> _WHAT IS EXPECTED_: Leave out the pictures. Return every record otherwise untouched.

> _INFORMATION PROVIDED_:

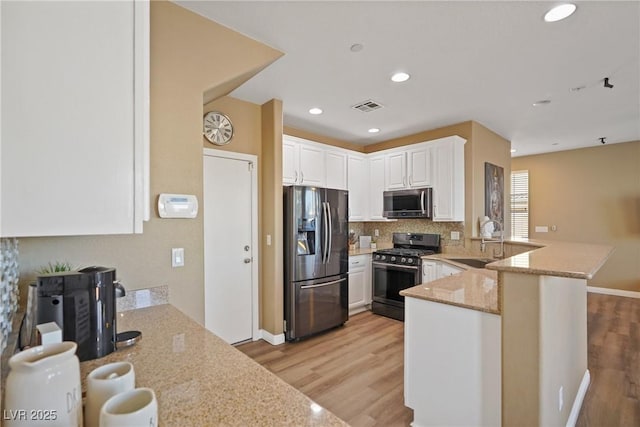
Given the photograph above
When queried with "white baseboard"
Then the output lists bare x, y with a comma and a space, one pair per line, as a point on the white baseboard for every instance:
270, 338
577, 403
616, 292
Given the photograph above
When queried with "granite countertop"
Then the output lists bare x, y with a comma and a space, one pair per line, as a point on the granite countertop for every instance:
474, 288
560, 259
478, 289
201, 380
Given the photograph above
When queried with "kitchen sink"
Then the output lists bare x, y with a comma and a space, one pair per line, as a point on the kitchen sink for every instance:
473, 262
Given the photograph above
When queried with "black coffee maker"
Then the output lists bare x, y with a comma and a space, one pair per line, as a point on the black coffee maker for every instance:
83, 304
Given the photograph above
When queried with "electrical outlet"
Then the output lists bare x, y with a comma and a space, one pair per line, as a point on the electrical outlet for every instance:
177, 257
560, 398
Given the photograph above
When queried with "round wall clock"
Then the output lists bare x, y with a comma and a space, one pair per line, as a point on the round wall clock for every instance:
217, 128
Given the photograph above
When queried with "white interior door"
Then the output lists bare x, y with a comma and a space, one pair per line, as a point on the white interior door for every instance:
229, 213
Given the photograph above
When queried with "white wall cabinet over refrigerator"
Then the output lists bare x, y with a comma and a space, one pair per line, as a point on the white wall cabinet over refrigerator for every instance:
336, 169
75, 117
303, 163
448, 179
359, 283
358, 173
376, 187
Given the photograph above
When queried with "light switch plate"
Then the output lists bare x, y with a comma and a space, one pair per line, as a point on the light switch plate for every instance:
177, 257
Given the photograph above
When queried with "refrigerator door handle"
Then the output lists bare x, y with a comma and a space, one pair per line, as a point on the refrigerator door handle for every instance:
330, 222
319, 285
325, 237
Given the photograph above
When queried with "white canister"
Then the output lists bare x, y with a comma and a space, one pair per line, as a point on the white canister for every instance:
137, 407
43, 387
103, 383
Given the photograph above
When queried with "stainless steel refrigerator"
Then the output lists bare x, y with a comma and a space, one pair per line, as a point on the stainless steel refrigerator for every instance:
316, 260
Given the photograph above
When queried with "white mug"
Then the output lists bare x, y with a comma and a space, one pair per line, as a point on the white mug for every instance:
103, 383
137, 407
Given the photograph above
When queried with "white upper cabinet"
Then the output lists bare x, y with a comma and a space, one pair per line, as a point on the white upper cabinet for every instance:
376, 187
75, 118
419, 170
312, 165
336, 169
438, 164
303, 162
408, 168
396, 170
358, 171
448, 179
290, 161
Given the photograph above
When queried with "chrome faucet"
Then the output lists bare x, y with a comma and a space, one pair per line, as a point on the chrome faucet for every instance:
483, 243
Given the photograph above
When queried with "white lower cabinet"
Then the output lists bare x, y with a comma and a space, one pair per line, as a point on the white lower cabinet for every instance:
452, 365
359, 283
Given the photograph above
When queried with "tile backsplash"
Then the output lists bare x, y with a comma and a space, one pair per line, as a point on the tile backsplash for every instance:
386, 230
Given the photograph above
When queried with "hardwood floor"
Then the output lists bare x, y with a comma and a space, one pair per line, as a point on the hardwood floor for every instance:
613, 398
356, 371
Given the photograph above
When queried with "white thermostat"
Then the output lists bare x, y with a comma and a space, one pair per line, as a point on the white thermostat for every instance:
177, 206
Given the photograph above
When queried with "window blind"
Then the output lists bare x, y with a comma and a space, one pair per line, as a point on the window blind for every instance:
520, 203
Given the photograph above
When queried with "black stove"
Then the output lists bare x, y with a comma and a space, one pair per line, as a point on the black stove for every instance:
401, 255
399, 268
408, 248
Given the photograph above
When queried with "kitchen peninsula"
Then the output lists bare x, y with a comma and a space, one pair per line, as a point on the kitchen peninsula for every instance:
511, 349
201, 380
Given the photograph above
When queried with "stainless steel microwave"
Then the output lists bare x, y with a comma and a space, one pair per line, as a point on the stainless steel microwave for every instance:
413, 203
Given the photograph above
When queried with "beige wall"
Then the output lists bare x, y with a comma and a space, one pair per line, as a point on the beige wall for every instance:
272, 283
591, 195
541, 353
185, 67
487, 146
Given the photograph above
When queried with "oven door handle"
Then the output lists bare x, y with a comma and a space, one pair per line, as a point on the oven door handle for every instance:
406, 267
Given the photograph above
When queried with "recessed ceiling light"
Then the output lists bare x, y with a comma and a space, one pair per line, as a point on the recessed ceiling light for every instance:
400, 77
560, 12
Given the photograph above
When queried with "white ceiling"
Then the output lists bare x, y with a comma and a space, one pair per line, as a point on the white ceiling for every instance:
480, 60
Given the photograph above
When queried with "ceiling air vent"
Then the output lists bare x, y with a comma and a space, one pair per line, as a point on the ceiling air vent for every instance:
367, 106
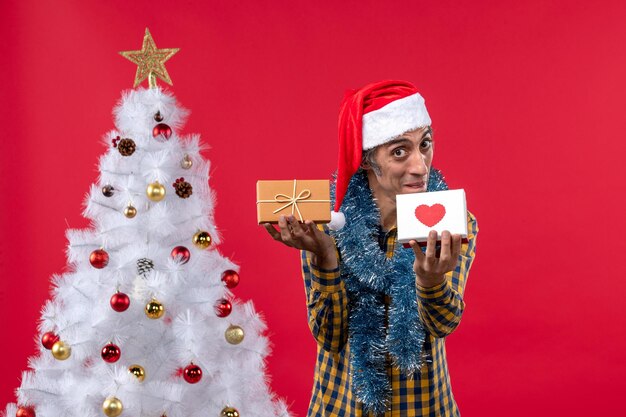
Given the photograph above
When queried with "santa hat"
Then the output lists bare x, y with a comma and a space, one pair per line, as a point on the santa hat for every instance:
369, 117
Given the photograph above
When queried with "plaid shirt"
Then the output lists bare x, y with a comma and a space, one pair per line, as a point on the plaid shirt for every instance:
425, 393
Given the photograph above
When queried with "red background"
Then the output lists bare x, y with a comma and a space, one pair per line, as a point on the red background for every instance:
527, 99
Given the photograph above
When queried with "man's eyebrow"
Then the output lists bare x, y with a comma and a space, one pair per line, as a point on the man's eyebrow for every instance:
397, 140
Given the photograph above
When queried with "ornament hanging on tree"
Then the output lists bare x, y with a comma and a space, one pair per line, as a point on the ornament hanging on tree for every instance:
230, 278
162, 131
154, 309
24, 411
48, 339
138, 372
181, 254
99, 258
234, 335
61, 351
144, 265
187, 162
202, 239
183, 188
112, 407
126, 147
78, 321
155, 192
230, 412
130, 211
192, 373
120, 302
223, 308
108, 190
111, 353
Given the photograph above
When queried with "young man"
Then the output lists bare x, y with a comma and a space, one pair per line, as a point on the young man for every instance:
379, 312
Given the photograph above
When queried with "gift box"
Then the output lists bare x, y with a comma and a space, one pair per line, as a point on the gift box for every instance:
419, 213
304, 199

> _TASK RESULT_:
Given the photograph above
When queried with "white baseboard"
Then the output lists bare x, y with a comma and a space, one pair per line, as a point on the white baseboard for every instance:
270, 338
577, 403
616, 292
Given the photograph above
When queried with "granite countertop"
Then the output lists bare x, y with a comma and a space, one pair per line, as a point on the granite countertop for every instance:
474, 288
560, 259
478, 289
201, 380
Given the photograph above
When queried with "kitchen sink"
Then the output lists bare x, y with a comma and a space, one pair per line, as a point on the kitchen sink for every instance:
473, 262
Given the photograph above
When queried with "black coffee maker"
Then the output lists bare x, y with a comma and a space, one pair per line, as a point on the black coffee maker for every instance:
83, 304
Given the photograph above
When queried with "electrical outlet"
Then the output lists bare x, y with a comma and a space, one pair per line, as a point on the electrical outlet for every instance:
177, 257
560, 398
Given the photograph above
When queried with "round wall clock"
Then the output lists bare x, y with a comma and a space, one pair per line, as a point on the round wall clock for every instance:
217, 128
Given the photograph above
When queried with "white interior door"
Then the output lists bare x, y with a comma and a space, one pair per line, as a point on the white interior door for every instance:
229, 213
Given the photograph above
When queried with "white wall cabinet over refrigerator"
Then the output lists bare x, y with a comma and a space, one pair per line, as a point on the white wall cabinet over refrigerator for every instance:
336, 169
75, 117
303, 163
448, 179
359, 283
358, 173
376, 187
Given the photograph above
When queried with "light switch plate"
Then the output lists bare x, y with a comma and a space, one pair per line, as a point on the light switch plate for every instance:
177, 257
Given the photograph above
When queried with "refrigerator door handle"
Then the output lists bare x, y with a comma and a space, one pair per line, as a point on the refrigerator door handle for every instance:
330, 222
319, 285
325, 237
Given the photograph above
When queried with "white canister"
Then the output lists bare x, y with a comma and a space, one pair per line, as a point on the white canister for every instance:
137, 407
43, 387
103, 383
Given the photograph above
When queried with "stainless steel refrigerator"
Then the output lists bare x, y with a comma and a space, one pair per line, as a point on the stainless steel refrigerator for every instance:
316, 260
Given the photograph above
When queried with "white mug"
Then the output lists bare x, y with a comma and a space, one pair per line, as a point on the white mug for every instance:
103, 383
137, 407
Given the photograph above
When queried with "white upper cabinet"
Then the output lists bare x, y with a comma and a space, one pair per line, as a point on the white upper cabinet for every instance:
376, 187
75, 118
419, 170
312, 165
336, 169
438, 164
303, 162
408, 168
396, 170
358, 171
448, 179
290, 161
Given the photograph above
When queried with "chrome faucet"
Then the output lists bare x, y with a comma and a space, one pair per line, as a point on the chrome faucet for every instance:
483, 243
Given the photograph above
When queried with "white lower cabinet"
Then the output lists bare x, y with a comma and a space, one pair per line, as a point on the white lower cabinet for every instance:
452, 365
359, 283
Given the photograph above
When queried with "tile backsplash"
Then the output lists bare x, y with a comma and a space, one pair per line, as a point on the tile backsplash for every instance:
386, 230
Given the photograph above
When queried with "hardwood floor"
Then the output lists bare x, y with a comma and a space, one pair per line, as a point on the hardwood floor for every instance:
613, 398
356, 371
Given the photograph above
When queried with "white thermostat"
Then the output lists bare x, y with a comma and a space, one pair per line, as a point on the white thermostat for every instance:
177, 206
Given the photograph above
When queried with "window blind"
Then the output lists bare x, y with a comma and a space, one pair per line, as a point on the window blind for every instance:
520, 203
Given the photograph above
When queried with "black stove"
Then the output lists bare x, y with a comma and a space, one pair per line, as a point on the black stove for every instance:
401, 255
399, 268
408, 248
Given the photograph above
When queried with "kitchen peninsula"
Then the output lists bare x, y with a comma and a space, one pair per line, as a point on the kitchen peninsula for every instance:
511, 349
201, 380
Given the photograph above
When queried with "stainless steel microwave"
Then the output lists bare x, y with a comma and a space, one pair per line, as a point on the stainless steel microwave for every instance:
413, 203
Given the photograph above
When queried with "beige wall"
Then the output lists bare x, y with a comma and a space, one pair per line, as a point on the beige wall for every instance:
272, 283
591, 195
541, 353
185, 67
487, 146
Given the photograph above
When queried with "oven door handle"
Then the output lists bare x, y with a comma and a space, one pair per line, as a point on the oven door handle for every instance:
406, 267
Given the photograph above
When queried with "recessed ceiling light"
Then the output lists bare x, y with a comma and a space, one pair per line, as a point on the recessed ceiling light for every instance:
400, 77
560, 12
Given the photograph above
When queried with "white ceiling"
Then the output lists bare x, y with a comma and a space, one pair per line, as a point on the white ceiling for every instance:
480, 60
Given the photograph above
When queried with "ceiling air vent"
Then the output lists bare x, y with a comma and a space, one pair per line, as a point on the ceiling air vent for every instance:
367, 106
Given the photograph above
When queried with "santa hat"
Then the output lists bare x, y with a comma and a space, one pair per line, as a point on the santa hat for every instance:
369, 117
Given the photograph above
When queried with "plaid shirt"
Then the output lists bare x, y with a comma and a space, one pair per line, as a point on the plaid shirt for every instance:
425, 393
Given the photograph above
When queried with "red background"
Then the output lists bare x, y with a comma and a space, one pair per line, as a point on the red background for every instance:
527, 99
Given the photograph above
When queried with "man's eyebrow"
Then the output lists bare x, y with a comma and a space, one pair per line, as a point on the man's eyebrow for every instance:
397, 140
Given the photograph above
When queried with "ornament hanging on tree"
Then the output lists bare x, y with a comma and a space, one pair per line, as a point on the ornament hanging on tree for every instance:
230, 278
162, 131
154, 309
24, 411
48, 339
138, 372
181, 254
99, 258
234, 335
61, 351
144, 265
187, 162
202, 239
183, 188
112, 407
126, 147
78, 321
155, 192
230, 412
130, 211
192, 373
120, 302
223, 308
108, 190
111, 353
Given the photograph above
When queried with "young man"
Then the output lists bare x, y with a comma and a space, one pair per line, as a point on the young man for every instance:
379, 312
Given the photograph above
When queried with "gift box"
Then the output lists bare x, y with a comma and a space, one pair per line, as a point on the gift box for every instance:
419, 213
304, 199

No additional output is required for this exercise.